Instructions for the task: Render the lines below as a JSON list of strings, one string per line and no blank lines, starting at the line that contains "For each instance of the teal" and ending with the last line.

Records for the exercise:
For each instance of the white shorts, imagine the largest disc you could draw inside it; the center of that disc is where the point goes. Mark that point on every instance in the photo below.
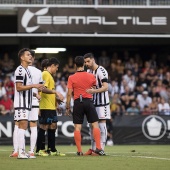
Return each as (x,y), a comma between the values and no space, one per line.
(33,115)
(103,112)
(21,114)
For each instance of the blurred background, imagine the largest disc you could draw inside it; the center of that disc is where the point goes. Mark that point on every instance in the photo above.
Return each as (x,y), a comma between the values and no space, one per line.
(130,38)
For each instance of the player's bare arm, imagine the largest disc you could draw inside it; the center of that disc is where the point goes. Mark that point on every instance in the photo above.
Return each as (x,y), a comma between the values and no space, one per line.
(69,95)
(100,90)
(59,96)
(21,87)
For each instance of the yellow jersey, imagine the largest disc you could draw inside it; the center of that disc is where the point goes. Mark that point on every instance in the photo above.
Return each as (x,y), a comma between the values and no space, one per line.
(48,101)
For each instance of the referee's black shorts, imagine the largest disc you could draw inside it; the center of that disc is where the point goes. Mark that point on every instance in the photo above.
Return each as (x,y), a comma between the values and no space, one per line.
(48,117)
(84,108)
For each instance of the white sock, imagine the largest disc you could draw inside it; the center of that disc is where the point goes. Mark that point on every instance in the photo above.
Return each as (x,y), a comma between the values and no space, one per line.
(15,138)
(33,138)
(21,140)
(103,131)
(93,143)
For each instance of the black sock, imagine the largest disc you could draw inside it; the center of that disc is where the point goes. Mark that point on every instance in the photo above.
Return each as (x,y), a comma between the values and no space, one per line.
(49,147)
(51,139)
(40,140)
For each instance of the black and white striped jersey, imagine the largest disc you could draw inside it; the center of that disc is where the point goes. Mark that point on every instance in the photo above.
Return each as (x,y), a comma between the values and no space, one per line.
(22,99)
(36,79)
(101,75)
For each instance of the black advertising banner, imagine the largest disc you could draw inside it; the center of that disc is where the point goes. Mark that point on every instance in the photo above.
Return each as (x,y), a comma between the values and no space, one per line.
(151,129)
(94,20)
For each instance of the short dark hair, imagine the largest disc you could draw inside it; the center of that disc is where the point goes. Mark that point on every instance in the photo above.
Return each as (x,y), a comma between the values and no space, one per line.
(22,51)
(79,61)
(32,53)
(88,55)
(44,63)
(53,60)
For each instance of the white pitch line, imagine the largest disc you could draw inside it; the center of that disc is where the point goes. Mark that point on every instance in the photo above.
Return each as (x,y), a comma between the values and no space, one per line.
(144,157)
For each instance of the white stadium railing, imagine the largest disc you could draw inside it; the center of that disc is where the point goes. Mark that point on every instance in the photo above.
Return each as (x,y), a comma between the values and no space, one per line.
(89,2)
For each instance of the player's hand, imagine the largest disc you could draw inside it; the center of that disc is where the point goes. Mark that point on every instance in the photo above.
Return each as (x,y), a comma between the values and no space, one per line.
(59,110)
(38,97)
(38,86)
(59,96)
(91,91)
(68,112)
(59,101)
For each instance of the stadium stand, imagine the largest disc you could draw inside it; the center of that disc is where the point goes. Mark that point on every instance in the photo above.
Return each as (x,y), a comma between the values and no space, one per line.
(89,2)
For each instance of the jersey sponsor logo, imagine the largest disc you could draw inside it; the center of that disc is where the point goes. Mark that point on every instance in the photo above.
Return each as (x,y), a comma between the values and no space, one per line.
(43,19)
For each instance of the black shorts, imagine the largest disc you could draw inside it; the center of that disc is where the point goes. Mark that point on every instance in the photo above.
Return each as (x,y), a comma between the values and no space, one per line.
(48,117)
(84,108)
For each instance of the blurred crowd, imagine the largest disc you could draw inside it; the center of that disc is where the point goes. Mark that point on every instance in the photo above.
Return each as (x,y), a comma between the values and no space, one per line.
(137,85)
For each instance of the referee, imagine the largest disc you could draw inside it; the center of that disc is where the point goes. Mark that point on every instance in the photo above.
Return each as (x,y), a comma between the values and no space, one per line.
(83,105)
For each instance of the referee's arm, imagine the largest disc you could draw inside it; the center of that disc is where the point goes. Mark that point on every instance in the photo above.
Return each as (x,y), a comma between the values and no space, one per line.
(99,90)
(69,95)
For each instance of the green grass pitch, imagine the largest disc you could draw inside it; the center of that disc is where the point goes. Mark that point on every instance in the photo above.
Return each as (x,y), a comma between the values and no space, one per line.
(119,157)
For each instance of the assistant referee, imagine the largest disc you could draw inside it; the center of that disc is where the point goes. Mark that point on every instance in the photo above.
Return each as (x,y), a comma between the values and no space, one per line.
(83,104)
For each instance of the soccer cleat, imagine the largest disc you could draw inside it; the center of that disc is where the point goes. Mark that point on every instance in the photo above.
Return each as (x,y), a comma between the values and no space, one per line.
(89,152)
(14,154)
(31,155)
(41,153)
(23,155)
(57,153)
(79,153)
(99,152)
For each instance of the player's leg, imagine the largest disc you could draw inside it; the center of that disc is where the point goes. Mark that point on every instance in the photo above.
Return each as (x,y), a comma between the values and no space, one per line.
(41,134)
(78,117)
(51,133)
(103,131)
(23,124)
(77,138)
(15,139)
(33,117)
(103,114)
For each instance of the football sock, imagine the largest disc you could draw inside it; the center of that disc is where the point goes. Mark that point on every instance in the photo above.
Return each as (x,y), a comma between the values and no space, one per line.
(49,147)
(33,138)
(40,139)
(51,139)
(77,138)
(93,143)
(21,140)
(96,134)
(103,131)
(15,138)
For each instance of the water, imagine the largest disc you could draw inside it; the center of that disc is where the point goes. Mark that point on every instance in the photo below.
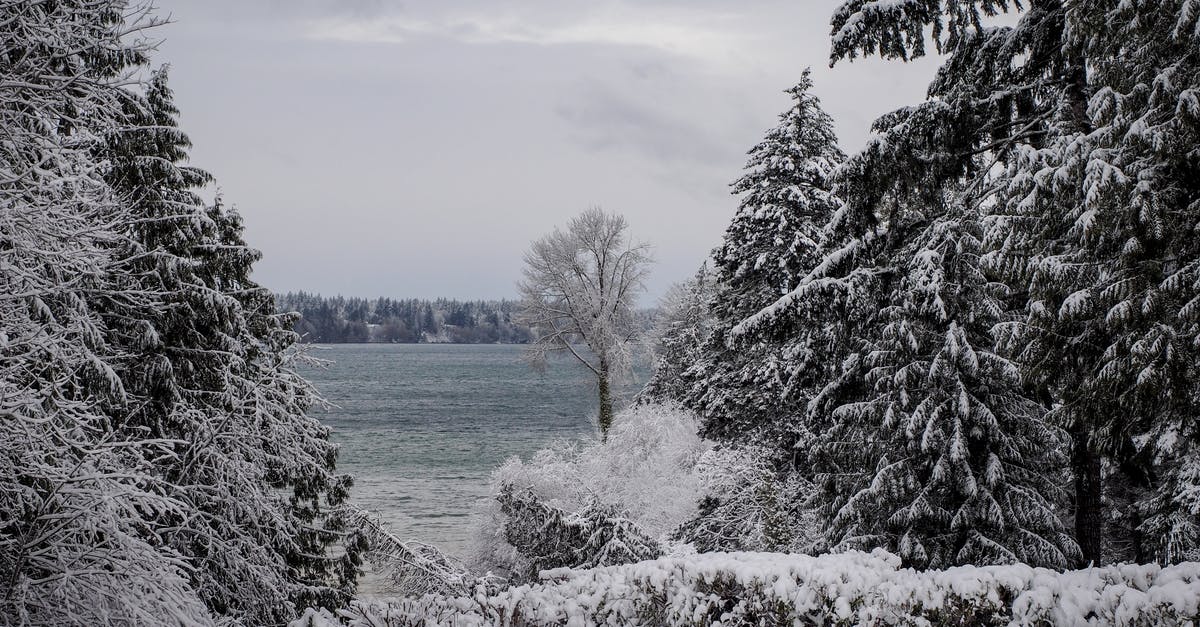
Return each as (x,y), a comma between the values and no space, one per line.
(421,425)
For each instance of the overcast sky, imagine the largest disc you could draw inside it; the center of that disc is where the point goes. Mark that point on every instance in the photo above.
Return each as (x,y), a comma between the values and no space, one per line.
(415,149)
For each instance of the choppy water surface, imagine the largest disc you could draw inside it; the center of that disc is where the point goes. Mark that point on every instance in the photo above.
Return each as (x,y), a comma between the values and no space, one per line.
(421,427)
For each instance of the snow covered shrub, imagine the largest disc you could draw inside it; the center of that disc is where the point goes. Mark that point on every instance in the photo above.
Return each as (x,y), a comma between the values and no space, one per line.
(748,505)
(645,473)
(412,568)
(549,537)
(755,589)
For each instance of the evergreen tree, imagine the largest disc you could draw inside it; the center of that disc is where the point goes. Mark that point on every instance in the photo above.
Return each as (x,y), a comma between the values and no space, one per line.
(683,329)
(209,369)
(771,244)
(73,495)
(933,451)
(1087,115)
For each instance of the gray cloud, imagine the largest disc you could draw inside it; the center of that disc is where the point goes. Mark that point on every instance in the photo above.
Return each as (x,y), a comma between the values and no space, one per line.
(415,149)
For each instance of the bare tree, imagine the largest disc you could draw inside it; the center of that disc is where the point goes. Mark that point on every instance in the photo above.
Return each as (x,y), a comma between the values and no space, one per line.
(579,288)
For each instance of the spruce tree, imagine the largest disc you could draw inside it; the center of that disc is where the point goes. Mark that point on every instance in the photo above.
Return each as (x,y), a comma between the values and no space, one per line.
(772,242)
(209,368)
(73,495)
(683,334)
(1086,114)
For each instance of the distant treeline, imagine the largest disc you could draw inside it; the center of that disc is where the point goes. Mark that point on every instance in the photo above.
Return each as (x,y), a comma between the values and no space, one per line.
(339,320)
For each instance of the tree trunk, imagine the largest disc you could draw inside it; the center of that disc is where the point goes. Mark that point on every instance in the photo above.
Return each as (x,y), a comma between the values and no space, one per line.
(605,404)
(1085,464)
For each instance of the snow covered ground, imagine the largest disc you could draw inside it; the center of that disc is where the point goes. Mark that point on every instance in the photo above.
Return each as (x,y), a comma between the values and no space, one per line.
(780,589)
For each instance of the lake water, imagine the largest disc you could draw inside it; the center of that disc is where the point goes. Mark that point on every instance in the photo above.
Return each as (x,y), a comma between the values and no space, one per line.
(421,427)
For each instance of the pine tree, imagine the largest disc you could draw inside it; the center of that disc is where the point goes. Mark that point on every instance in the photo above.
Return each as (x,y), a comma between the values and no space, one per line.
(771,244)
(1087,113)
(933,451)
(72,495)
(683,333)
(209,368)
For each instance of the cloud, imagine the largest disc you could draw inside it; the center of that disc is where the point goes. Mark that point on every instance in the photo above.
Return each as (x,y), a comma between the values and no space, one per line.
(605,120)
(703,35)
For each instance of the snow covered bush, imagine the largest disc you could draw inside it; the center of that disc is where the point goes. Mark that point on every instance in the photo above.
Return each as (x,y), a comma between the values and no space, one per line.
(748,503)
(549,537)
(643,472)
(743,589)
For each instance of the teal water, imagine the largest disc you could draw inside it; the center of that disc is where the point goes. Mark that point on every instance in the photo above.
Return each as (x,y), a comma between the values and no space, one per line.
(421,427)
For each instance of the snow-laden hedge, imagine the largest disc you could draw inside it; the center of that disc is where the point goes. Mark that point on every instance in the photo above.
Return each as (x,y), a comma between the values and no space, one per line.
(855,587)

Answer to this task:
[
  "For each instance of the teal water, imagine the largest disc you could draw inside it; the center of that disc is where the point goes. Mark that point on every instance in the photo above.",
  "Return each as (x,y), a comma between the values and no space, one per line.",
  "(421,427)",
  "For each instance of the snow-laden hedge, imagine the largest disc you could draw inside it; the center of that disc is where the point goes. Mark that point on every instance in the photo above.",
  "Return each as (x,y), a comma between the values and no space, one per line.",
  "(855,587)"
]